* Stated exercise 1
The film review below names the Guatemalan Departments where Kaqchikel is the required Indigenous language for all students. List every one of them.

* Passage shown
__________________________________________________
Film Review: Ixcanul [sic]: A commentary from Oxlajuj Aj
Ixq’anil Judith M. Maxwell and Jun Ajpu’ Brett C. Nelson | October 2018

Photos: Brett Nelson and Mary Catherine Driese

On July 14, 2016, Oxlajuj Aj, a non-governmental organization studying Kaqchikel (Maya) language and culture, was invited to attend a screening of Ixcanul [sic], the first feature-length motion picture featuring Kaqchikel actors and purporting to represent Kaqchikel culture. The film is spoken almost entirely in Kaqchikel, and the viewer is invited to believe that it shows a Kaqchikel reality and to assume that the problems shown are particular to the Kaqchikel. This is disingenuous, to say the least.
 

Because the film is spoken
almost entirely in Kaqchikel,
the viewer is invited to believe
that it shows a Kaqchikel
reality and to assume that the
problems shown are particular
to the Kaqchikel. The members
of Oxlajuj Aj challenged these
assumptions

Oxlajuj Aj is a non-governmental organization, sponsored by Tulane University, Vanderbilt University, and the University of Texas, with fellowship support from the U.S. government through the Foreign Language Area Studies program. Over the past thirty-one years, more than three hundred people have studied Kaqchikel (Maya) language and culture with this organization. During this same period, eighty native-speaker scholars have worked with Oxlajuj Aj as consultants, lecturers, language instructors, and spiritual and cultural guides. Oxlajuj Aj has contributed to the development of educational resources used and distributed by the Guatemalan Ministry of Education, both for teacher training and for use directly in schools with K-12 students learning Kaqchikel, the Indigenous language mandated for all students in the Departments (Guatemalan equivalent to Provinces or States) of Sacatepéquez, Chimaltenango, and Sololá.

On July 14, 2016, Oxlajuj Aj was invited to attend a screening of Ixcanul [sic] at the Universidad del Valle de Guatemala (UVG). As this is the first feature-length motion picture featuring Kaqchikel actors speaking Kaqchikel and purporting to represent Kaqchikel culture, it was important that Oxlajuj Aj attended, especially as there was to be a panel discussion with one of the producers, one of the economic backers, and a UVG professor. The movie is beautifully filmed, edited, and produced. The story it tells is heart and gut-wrenching. It has won international acclaim and has been awarded prizes at multiple film festivals. Over a year and a half later, the film continues to be screened at various functions, including at a March 8, 2018 celebration of International Women’s Day by the University of Calgary’s Latin American Research Centre (LARC) at the Calgary Public Library.
__________________________________________________
* Given entries

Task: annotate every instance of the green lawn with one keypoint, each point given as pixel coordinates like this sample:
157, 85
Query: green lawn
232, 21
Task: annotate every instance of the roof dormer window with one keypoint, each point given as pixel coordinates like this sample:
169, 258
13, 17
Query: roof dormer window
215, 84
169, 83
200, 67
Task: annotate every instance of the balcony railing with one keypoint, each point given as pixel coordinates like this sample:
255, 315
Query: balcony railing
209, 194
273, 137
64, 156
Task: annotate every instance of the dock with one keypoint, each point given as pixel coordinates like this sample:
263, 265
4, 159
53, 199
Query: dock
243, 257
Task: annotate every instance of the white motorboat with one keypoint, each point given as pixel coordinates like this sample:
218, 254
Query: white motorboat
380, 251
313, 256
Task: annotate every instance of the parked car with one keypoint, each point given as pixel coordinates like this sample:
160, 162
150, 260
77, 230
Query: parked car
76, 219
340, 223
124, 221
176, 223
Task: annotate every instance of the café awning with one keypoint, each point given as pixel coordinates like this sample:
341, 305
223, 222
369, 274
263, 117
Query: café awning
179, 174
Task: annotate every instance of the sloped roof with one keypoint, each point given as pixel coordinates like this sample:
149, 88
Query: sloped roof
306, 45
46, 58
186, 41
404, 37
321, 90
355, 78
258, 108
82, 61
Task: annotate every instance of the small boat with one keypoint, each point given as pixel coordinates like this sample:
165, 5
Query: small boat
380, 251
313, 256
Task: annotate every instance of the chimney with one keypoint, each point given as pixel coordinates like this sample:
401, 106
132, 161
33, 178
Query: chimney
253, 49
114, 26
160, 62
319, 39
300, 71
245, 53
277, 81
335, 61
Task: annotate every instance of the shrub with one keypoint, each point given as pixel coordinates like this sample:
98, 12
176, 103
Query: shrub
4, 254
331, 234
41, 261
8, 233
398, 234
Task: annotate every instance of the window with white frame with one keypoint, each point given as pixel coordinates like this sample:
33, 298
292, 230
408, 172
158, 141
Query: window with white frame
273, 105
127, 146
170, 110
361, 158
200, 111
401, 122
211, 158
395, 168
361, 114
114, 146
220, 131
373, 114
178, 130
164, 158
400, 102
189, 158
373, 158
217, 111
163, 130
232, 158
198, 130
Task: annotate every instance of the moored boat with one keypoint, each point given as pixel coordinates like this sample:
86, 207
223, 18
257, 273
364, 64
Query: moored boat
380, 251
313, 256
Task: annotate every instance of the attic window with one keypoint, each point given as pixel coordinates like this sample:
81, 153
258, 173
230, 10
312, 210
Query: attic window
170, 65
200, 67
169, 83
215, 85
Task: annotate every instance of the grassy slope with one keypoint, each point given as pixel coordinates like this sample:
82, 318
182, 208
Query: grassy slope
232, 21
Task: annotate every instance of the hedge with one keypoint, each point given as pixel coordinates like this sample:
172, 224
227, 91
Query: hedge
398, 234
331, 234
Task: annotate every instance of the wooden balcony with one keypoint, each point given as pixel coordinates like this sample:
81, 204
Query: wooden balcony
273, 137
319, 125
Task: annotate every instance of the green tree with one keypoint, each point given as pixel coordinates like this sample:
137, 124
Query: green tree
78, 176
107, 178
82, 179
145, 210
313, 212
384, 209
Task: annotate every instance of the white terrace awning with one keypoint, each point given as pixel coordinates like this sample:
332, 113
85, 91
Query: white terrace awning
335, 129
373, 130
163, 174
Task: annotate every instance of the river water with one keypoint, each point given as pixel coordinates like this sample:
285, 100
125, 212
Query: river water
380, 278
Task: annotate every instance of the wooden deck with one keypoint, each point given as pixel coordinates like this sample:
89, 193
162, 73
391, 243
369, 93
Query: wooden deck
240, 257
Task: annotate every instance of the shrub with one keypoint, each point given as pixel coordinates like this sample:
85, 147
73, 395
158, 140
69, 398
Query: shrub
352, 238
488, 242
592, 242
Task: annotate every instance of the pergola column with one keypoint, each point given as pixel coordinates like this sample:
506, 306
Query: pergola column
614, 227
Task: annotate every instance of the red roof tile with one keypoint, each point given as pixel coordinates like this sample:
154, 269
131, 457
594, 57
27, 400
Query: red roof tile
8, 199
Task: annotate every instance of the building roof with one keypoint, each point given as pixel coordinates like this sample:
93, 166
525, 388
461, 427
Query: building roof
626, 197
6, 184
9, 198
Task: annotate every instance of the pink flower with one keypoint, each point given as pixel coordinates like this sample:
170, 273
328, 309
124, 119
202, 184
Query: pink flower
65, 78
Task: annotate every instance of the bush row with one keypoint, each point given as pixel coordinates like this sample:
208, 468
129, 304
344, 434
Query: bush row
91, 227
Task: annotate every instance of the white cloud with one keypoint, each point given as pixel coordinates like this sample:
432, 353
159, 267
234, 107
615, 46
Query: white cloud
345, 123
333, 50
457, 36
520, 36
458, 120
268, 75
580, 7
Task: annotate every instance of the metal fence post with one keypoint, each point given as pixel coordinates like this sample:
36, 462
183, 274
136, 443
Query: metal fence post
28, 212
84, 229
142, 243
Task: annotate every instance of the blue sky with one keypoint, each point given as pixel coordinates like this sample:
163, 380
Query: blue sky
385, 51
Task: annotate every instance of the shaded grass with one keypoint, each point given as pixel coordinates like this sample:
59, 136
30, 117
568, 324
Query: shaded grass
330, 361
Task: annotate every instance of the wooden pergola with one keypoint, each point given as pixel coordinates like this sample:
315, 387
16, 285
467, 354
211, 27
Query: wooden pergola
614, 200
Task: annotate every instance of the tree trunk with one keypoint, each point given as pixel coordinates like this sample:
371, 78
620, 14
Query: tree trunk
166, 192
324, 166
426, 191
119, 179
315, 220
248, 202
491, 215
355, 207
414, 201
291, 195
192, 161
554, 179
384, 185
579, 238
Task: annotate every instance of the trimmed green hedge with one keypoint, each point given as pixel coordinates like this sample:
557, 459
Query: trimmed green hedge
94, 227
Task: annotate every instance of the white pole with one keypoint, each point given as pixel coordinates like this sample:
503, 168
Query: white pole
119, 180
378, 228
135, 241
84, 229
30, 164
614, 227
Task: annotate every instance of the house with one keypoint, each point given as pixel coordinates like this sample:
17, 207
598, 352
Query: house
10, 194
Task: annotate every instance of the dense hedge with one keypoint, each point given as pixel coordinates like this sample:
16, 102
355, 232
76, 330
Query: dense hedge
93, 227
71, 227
__________________________________________________
* Stated exercise 2
Pull out every line of the records above that contains the string "green", treating case as significant.

* Written response 1
Sacatepéquez
Chimaltenango
Sololá

* Written response 2
Task: annotate every instance of the green lawn with one keypoint, each point given as pixel coordinates like this sample:
Query: green lawn
Task: annotate every instance of the green tree with one keypoint, each point given as pixel coordinates like this sample:
Query: green tree
Task: annotate every instance of the trimmed green hedge with one keypoint, each point given as pixel coordinates like this sample:
Query: trimmed green hedge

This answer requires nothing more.